▸ Problem to solve
The entries below are to be returned as written, with all pictures dropped.

★ ★ ★

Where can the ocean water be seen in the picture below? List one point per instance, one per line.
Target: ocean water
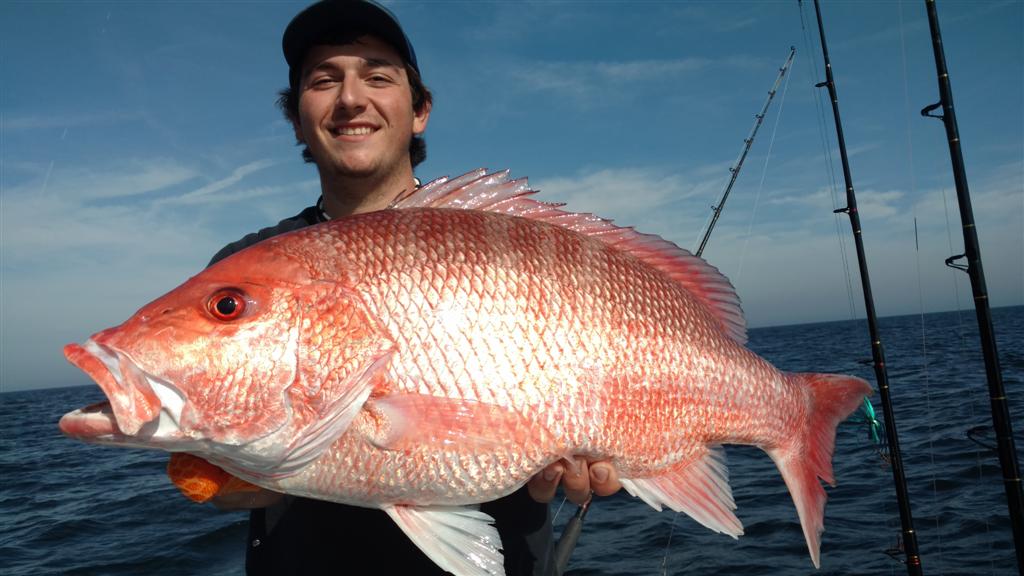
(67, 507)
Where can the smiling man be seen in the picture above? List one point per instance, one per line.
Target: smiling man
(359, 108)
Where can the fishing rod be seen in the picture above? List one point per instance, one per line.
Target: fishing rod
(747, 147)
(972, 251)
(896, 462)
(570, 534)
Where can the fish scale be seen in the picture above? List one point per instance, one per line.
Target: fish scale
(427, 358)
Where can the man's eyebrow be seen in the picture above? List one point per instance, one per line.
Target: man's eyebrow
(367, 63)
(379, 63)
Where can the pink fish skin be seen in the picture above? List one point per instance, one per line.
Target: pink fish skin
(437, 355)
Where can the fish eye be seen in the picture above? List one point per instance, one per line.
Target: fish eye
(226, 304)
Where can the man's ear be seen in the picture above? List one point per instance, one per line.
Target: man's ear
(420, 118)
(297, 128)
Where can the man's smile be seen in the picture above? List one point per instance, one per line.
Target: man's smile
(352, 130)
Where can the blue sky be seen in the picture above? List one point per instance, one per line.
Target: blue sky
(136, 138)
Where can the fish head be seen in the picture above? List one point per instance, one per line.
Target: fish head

★ ★ ★

▸ Response for this exercise
Where can the ocean water be seen in the picture below? List one point per instance, one per line.
Target: ocean water
(67, 507)
Where can the smiling man be seen in the picture above? List one point per instance, one per line.
Target: smiling man
(359, 108)
Where can the fishing rod be seen in the picture above? List one point per instance, one per line.
Target: fishing rod
(747, 147)
(972, 251)
(896, 462)
(570, 534)
Where can the fish scale be seen in the picture above? List one point per instance, one per line.
Target: fish scale
(427, 358)
Where can the man's eyebrow be seen in the picture above? List one point per instance, one per line.
Target: man's eyebrow
(367, 63)
(379, 63)
Where can the pink fish skin be seen in the picture above? List one point per instance, one per line.
Target: pink fish skin
(437, 355)
Where can the fish eye be seen in the picture above? List one point per instance, one per line.
Target: fish eye
(226, 304)
Where can the man's ear be seen in the picture above? List one point per instance, one per line.
Target: man's ear
(420, 118)
(297, 128)
Where can the man's smile be seen in the picture above? List one point per instance, one per line.
Target: man's smile
(352, 130)
Where can the blue sky be seen in the picture above? List one point per instance, one per line.
Target: blue sky
(136, 138)
Where can the fish head be seen in the picture above? List one point per instance, one per line.
Target: fish head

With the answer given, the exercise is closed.